# 本文抜粋:
__________________________________________________

それはさて置き、『藤井風テレビwithシソンヌ・ヒコロヒー』ですが、わたしは今の日本のお笑いあまり好きではないのでほとんど見ませんが、シソンヌは割と好きな方。歌番組のも今のところ『紅白』くらいしか出てない藤井風がシソンヌとの番組を選んだことにも興味があります。
コントについては、いつぞやのNHK『コントの日』はおもしろかったですし、『LIFE』ですか、これもまずまずおもしろい…時もある(笑)。いつも母とのテレビ視聴になりますが、閉じた話題をネタにしたコントじゃ母はまるで理解できず愉しめず、完全に開いたドリフのコントはやはり凄かったなと再確認します。

藤井風はよく「すべてのことには意味がある」と言うのですが、根底に仏教思想か何か持っているのかなとか想像しています。新アルバムの宣伝写真の一部もわたしには曼荼羅っぽく見えるんです。
同時に藤井風は、「一曲たりとつまらないと思われるような歌は作りたくない」的な発言もしています。音楽家であれば誰しもそう思っているのでしょうが、現実的には非常に難しいことです。それを敢えて言うところにも大きな覚悟を感じます。
藤井風の歌詞ですが、これまた凄いと思います。ライミングも随所に巧妙に使われていますが、それ以前に感じるのは地に足のついた思想性です。藤井風が一曲一曲にどれだけ時間をかけているかは知りませんが、「曲を作るための歌詞」ではなく、彼の持つ独自の思想、そして図抜けた詩的センスから生み出される作品なのかなあと。
ただこれだけのクオリティ、どこまで続けられるか、あるいは「今」をどんどん上回っていく怪物なのか。わたしは藤井風に今までの日本のミュージシャンにない怪物性を感じております。 RUKO

by 末尾ルコ(アルベール) (2022-04-24 20:41) 

lequiche

>> ゆうのすけ様

実は最初、藤井風についてはよくわからなかったのです。
この人、何だろう? と。
これはすごい、と思ったのは
ニッサン・スタジアムのライヴを観てからですね。
歌詞については韻を踏んだりもしていますが、
あまり意識的ではなくて、ごく自然に出てきている言葉
という印象があります。
それが歌のための歌詞ではなくて、
心の底から出てきている言葉という感じがします。
そしてピアノの弾き方に魅了されました。
いろいろなジャンルの要素が入っていますし、
傾向は違いますけどビリー・ジョエル的なインパクトがあります。
by lequiche (2022-04-24 22:27)

__________________________________________________

# データセット内容:
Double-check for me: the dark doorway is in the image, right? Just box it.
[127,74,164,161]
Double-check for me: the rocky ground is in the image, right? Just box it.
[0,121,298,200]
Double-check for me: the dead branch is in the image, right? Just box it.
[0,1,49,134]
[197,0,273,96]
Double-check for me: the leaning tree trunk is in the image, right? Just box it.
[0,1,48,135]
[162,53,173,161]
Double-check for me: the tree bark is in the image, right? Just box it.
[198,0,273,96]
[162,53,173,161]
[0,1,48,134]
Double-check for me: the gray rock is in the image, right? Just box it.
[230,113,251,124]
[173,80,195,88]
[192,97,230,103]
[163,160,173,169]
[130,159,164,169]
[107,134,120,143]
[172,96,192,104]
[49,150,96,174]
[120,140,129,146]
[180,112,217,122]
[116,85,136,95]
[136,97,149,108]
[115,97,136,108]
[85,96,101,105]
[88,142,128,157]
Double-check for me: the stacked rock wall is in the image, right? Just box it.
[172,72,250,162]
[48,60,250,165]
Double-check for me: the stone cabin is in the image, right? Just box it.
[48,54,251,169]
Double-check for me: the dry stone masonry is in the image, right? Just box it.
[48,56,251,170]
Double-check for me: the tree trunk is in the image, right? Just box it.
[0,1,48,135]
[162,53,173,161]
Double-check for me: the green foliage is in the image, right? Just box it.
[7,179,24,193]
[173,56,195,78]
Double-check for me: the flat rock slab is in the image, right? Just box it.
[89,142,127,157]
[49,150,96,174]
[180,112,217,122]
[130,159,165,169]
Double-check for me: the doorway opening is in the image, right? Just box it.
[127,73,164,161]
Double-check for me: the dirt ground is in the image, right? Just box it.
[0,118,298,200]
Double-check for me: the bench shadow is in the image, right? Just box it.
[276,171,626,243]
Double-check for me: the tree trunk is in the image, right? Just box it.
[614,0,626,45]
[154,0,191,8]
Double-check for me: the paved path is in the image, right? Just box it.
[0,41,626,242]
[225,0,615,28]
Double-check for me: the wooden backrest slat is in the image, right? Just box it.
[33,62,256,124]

__________________________________________________

# 演習課題:
[A] 次の(i)〜(iii)が本文抜粋の内容と合っているかを「はい」か「いいえ」で答え、それぞれ判断の決め手となる本文抜粋の語句をそのまま引用してください。(i) 藤井風が出演した歌番組は、今のところ『紅白』くらいである。(ii) lequicheが藤井風をすごいと思ったのは、新アルバムの宣伝写真を見てからである。(iii) 藤井風は「すべてのことには意味がある」とよく言う。
[B] 本文抜粋のうち、「同時に藤井風は、「一曲たりと」から「この人、何だろう? と。」まで（「この人、何だろう? と。」も含む）の部分を、一字も変えずに書き写してください。
答えの根拠は本文抜粋の記述だけに求めること。

# 解答一覧:
[A]
(i) はい。「歌番組のも今のところ『紅白』くらいしか出てない」
(ii) いいえ。「ニッサン・スタジアムのライヴを観てからですね」
(iii) はい。「藤井風はよく「すべてのことには意味がある」と言う」

[B]
同時に藤井風は、「一曲たりとつまらないと思われるような歌は作りたくない」的な発言もしています。音楽家であれば誰しもそう思っているのでしょうが、現実的には非常に難しいことです。それを敢えて言うところにも大きな覚悟を感じます。
藤井風の歌詞ですが、これまた凄いと思います。ライミングも随所に巧妙に使われていますが、それ以前に感じるのは地に足のついた思想性です。藤井風が一曲一曲にどれだけ時間をかけているかは知りませんが、「曲を作るための歌詞」ではなく、彼の持つ独自の思想、そして図抜けた詩的センスから生み出される作品なのかなあと。
ただこれだけのクオリティ、どこまで続けられるか、あるいは「今」をどんどん上回っていく怪物なのか。わたしは藤井風に今までの日本のミュージシャンにない怪物性を感じております。 RUKO

by 末尾ルコ(アルベール) (2022-04-24 20:41) 

lequiche

>> ゆうのすけ様

実は最初、藤井風についてはよくわからなかったのです。
この人、何だろう? と。